» Challenge:
Resume the forum post about PAL NES sprite evaluation and $2004 reads/writes, starting after its last sentence.

» Quoted passage:
######

PAL NES, sprite evaluation and $2004 reads/writes

This is an archive of a topic from NESdev BBS, taken in mid-October 2019 before a server upgrade.
View original topic
PAL NES, sprite evaluation and $2004 reads/writes
by on (#192566)
I'm trying to get a better idea of how PAL consoles behave when it comes to sprite evaluation and $2004 reads/writes.
In this old post, jsr said the oam_test on their PAL NES returned bad values from the middle of line 3, to the start of line 8.

As far as I can tell, this implies that, when rendering is disabled on a PAL NES, sprite evaluation is only active from around scanline 264 to the end of vblank (scanline 310). Implementing this in Mesen gives roughly the same result as jsr described:
Attachment:
oam_read_001.png
oam_read_001.png [ 1.66 KiB | Viewed 11246 times ]

So it seems like when vblank ends, sprite evaluation also stops if rendering is disabled - is this correct?

Quotes from a few pages on the wiki:
Quote:
(1) To compensate for PAL's longer vblank period, the 2C07 always enables the OAM refresh logic, regardless of whether rendering is enabled.
(2) Additionally, it will continue to refresh during the visible portion of the screen even if rendering is disabled. Because of this, OAM DMA must be done near the beginning of vertical blank on PAL, and everywhere else it is liable to conflict with the refresh
(3) In the 2C07, sprite evaluation can never be fully disabled, and will always start 20 scanlines after the start of vblank
This mixes sprite evaluation and oam refresh - are they 2 unrelated processes? These make it sound like sprite evaluation is always on during scanlines 0-239, even if rendering is off?
But if that's the case, it would contradict jsr's results for their PAL console. If sprite evaluation can't be disabled, the $2004 reads should give invalid results until the last line of the test.

Could someone confirm the output of blargg's oam_read test on a PAL console?

Also relevant is this video of a PAL NES running the "Quantum Disco Brothers" demo with a powerpak. This means the demo works correctly on a PAL console. This demo performs a sprite DMA during vblank which ends around scanline 264, cycle ~60. If I turn on sprite evaluation on scanline 263, the demo breaks (artifacts appear on the screen, or the scrolling stops). Turning on sprite evaluation at the start of scanline 264 makes it work (which means the last writes of sprite DMA may or may not be important in this case - so can't use this as a precise measurement).

So far, what I'm understanding from all this is that:
-It looks like PAL sprite evaluation can be turned off during scanlines 0-239 if rendering is disabled (how does that make sense vs OAM decay, since apparently PAL OAM ram can't decay, even with rendering disabled?)
-Sprite evaluation/oam refresh begins around the start of scanline 264 during vblank.

######

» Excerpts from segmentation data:
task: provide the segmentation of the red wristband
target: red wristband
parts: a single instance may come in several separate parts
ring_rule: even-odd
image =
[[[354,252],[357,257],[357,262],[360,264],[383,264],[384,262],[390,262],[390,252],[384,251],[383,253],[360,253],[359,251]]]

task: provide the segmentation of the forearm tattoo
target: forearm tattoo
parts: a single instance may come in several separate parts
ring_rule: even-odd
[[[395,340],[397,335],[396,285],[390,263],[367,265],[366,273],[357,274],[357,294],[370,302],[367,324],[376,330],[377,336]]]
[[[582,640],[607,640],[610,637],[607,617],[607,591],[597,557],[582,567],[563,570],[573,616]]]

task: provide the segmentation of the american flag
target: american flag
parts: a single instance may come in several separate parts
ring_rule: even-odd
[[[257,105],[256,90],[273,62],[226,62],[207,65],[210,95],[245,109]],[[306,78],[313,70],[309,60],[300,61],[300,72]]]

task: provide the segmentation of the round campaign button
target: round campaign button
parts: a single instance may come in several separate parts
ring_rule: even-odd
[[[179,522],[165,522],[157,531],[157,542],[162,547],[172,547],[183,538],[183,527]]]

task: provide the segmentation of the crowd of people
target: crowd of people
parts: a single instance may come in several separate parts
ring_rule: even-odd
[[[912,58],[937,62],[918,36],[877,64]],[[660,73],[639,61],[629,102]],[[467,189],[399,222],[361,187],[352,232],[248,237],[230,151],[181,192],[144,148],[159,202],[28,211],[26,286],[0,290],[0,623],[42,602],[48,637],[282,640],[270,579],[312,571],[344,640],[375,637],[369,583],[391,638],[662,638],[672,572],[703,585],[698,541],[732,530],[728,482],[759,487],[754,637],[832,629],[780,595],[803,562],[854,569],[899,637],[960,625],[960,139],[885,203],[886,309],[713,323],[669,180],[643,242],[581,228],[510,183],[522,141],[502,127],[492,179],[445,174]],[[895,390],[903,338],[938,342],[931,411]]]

######

» Answer to this problem:
Re: PAL NES, sprite evaluation and $2004 reads/writes
by on (#192568)
Sour wrote:
This mixes sprite evaluation and oam refresh - are they 2 unrelated processes?
Sprite evaluation is the only mechanism for OAM DRAM refresh in the 2C02. I see no reason to think that part is different in the 2C07.

Reading at least one byte out of every row out of OAM DRAM at least every ≈1.5ms is necessary to prevent data loss. They could have gotten really clever, and just run sprite evaluation once every 20 scanlines or so to prevent data loss. But I don't think they were that clever.

Can't help with the other questions...
Re: PAL NES, sprite evaluation and $2004 reads/writes
by on (#192593)
Sour wrote:
Could someone confirm the output of blargg's oam_read test on a PAL console?

I ran it way back when: viewtopic.php?p=68971#p68971

I'm not all that convinced that sprite evaluation is active all the way 20 scanlines after vblank, it's conjecture. Most of what we know about this is based on my limited tests.

If you assume that OAM can't decay, it'd be fairly easy to write a new test for this. Simply wait varying times from the start of vblank with rendering off, read a byte (or two) from OAM and see if the byte(s) got corrupted. The data should tell us on which PPU cycles (or scanlines) sprite evaluation is active. (This is assuming that merely setting OAM_ADDR for reads and/or reading via OAM_DATA won't be able to somehow mess up the refresh and possibly corrupt the data.)
Re: PAL NES, sprite evaluation and $2004 reads/writes
by on (#192597)
Per the Micro Machines synchronization trick, we know that reading $2004 during rendering (and thus, presumably OAM refresh also) just returns the current byte in the OAM's data bus.

I've been meaning, and failing to get around to, writing a simple test that would do nothing but
* Make sure that the $2004 is readable
* Preload OAM with a simple table where the first byte is $FF and the remaining bytes are all $00, or something else unambiguous
* Wait for vblank, and start a loop that checks whether the value read from $2004 is $FF or not (approximately equivalent to "rendering is inactive or active") that would last just a little over 312 scanlines on a Dendy, and save the result
* Upload the result to the screen

Should be good enough to let us know what scanlines refresh is active...
Re: PAL NES, sprite evaluation and $2004 reads/writes
by on (#192630)
I've edited blargg's original test to make it read a specific address ($80) in OAM, which has to contain a specific value (also $80). The rest of OAM contains $00.

I'm terrible at NES coding, so I built 8 different copies of the test for different test cases:
-NTSC vs PAL
-Rendering enabled vs disabled
-First 256 scanlines after vblank vs the next 256 scanlines after that

NTSC or PAL is to try to read the OAM around the same cycle on each scanline.
On NTSC, the read occurs around cycle 80. On PAL, it occurs around cycle 100 at first, and slowly drifts to around cycle 130 (because I suck at this - but this shouldn't matter much)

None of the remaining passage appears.